Exercise brief
Skip any picture you find and retype all the remaining lines exactly.

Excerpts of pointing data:
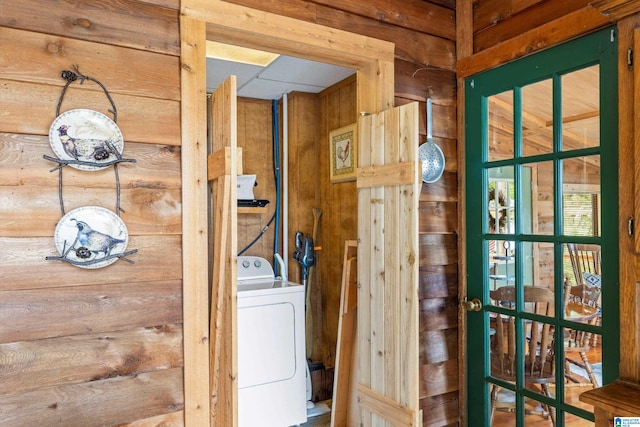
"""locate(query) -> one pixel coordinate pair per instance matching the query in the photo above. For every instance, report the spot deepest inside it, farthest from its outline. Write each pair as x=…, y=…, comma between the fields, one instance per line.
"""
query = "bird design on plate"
x=95, y=241
x=91, y=237
x=84, y=149
x=86, y=136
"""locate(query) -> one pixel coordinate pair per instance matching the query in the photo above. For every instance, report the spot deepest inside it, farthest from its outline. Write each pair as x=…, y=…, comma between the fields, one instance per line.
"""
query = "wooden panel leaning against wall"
x=103, y=346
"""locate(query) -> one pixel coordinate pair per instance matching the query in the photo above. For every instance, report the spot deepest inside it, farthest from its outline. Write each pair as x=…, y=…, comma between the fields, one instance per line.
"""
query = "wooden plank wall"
x=425, y=61
x=87, y=347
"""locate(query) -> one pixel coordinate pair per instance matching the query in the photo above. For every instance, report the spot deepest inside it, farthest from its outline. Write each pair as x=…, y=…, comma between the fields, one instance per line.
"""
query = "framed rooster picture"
x=343, y=153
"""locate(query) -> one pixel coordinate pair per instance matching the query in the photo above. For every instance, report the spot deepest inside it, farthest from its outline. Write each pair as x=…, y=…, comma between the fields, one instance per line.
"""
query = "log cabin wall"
x=504, y=31
x=82, y=347
x=424, y=33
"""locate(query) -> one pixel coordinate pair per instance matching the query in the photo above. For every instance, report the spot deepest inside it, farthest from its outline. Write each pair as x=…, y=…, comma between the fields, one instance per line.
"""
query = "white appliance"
x=271, y=347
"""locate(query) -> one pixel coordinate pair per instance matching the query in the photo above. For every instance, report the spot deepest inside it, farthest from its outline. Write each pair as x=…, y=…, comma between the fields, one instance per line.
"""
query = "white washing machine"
x=271, y=347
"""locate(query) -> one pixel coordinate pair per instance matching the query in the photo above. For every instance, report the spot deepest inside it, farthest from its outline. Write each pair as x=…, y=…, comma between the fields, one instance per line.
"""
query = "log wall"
x=114, y=334
x=80, y=346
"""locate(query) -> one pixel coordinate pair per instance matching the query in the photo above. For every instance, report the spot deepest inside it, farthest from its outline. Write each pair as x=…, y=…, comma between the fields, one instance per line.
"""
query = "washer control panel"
x=254, y=267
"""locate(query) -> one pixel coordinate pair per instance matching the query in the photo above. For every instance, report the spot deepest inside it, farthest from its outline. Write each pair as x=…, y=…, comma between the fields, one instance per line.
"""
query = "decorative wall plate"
x=87, y=136
x=91, y=237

Response to the exercise
"""locate(query) -> one pixel coordinate pair per instance matching the query in the photo above. For every instance, report the spot deepest inside it, farthest from its outline. Write each pair as x=…, y=…, comma between the fields, one instance per line.
"""
query = "bird design on plate"
x=95, y=241
x=91, y=237
x=84, y=149
x=86, y=136
"""locate(query) -> one pixel coordinate pair per instance matching the query in the photo above. For every instance, report the spot deepest inside it, farthest from its outline. Write each pair as x=…, y=…, comma between the fields, one instance per line.
"""
query = "wooden panel leaning against wall"
x=103, y=346
"""locate(query) -> one pixel coordinate pair per instance matching the query in the photo above. For every instance, report the spot deepest inside it, farthest from its outline. Write each pair as x=…, y=…, comma between the fields, one instance per line.
"""
query = "wooden plank wall"
x=425, y=61
x=87, y=347
"""locate(query) -> one pixel coordinate pair per instance matching the query in the photo above. For every instance, report the spot deepest inside it, farthest from its outline. Write each pair as x=…, y=…, comma between the fields, one instance per line.
"""
query = "framed rooster picture"
x=343, y=153
"""locate(query) -> one pixel coordinate pair per instance matching the query in the photo above. For every instance, report the spot deepest inside it, farthest from its outline. Write each pair as x=…, y=…, comma between the fields, one instance per line.
"""
query = "log cabin wall"
x=504, y=31
x=82, y=347
x=424, y=33
"""locate(query) -> one pixel coordinate pair per instance matching the query in the photo above. For every instance, report the spot deepest inside it, farthest from its outline. Write each pair as x=…, y=…, comma between the fields, one instance per line.
"""
query = "white appliance"
x=271, y=347
"""locate(query) -> one pixel coordinate pair per instance matching the query in the photo above. For every instance, report the spot deepest inside it, farthest from its outline. Write each pair as x=…, y=…, comma between the fields, one instance per line.
"""
query = "white washing machine"
x=271, y=347
"""locate(query) -> one pixel coordinate pair per instance matching the query in the photo above. For every instance, report the spot deepest inside it, farthest from its outline. Write each pair as x=…, y=…, comma between the fields, one instance per line.
"""
query = "log wall"
x=114, y=334
x=80, y=346
"""locate(query) -> one pixel coordinate pair per instance matching the query in the photo above. For every instance, report the spot deepest inside it, farthest from its outline. Write each pair as x=…, y=…, comma between the fields, one instance per line.
"""
query = "washer control panel"
x=254, y=267
"""locate(query) -> one pixel coordinate pair per instance matching the query in the photo above. For every instance, report the spot deepest inside it, farthest from its outline. Write each pair as x=…, y=…, comma between the fields, one instance per line.
"""
query = "decorative wall plate"
x=87, y=136
x=91, y=237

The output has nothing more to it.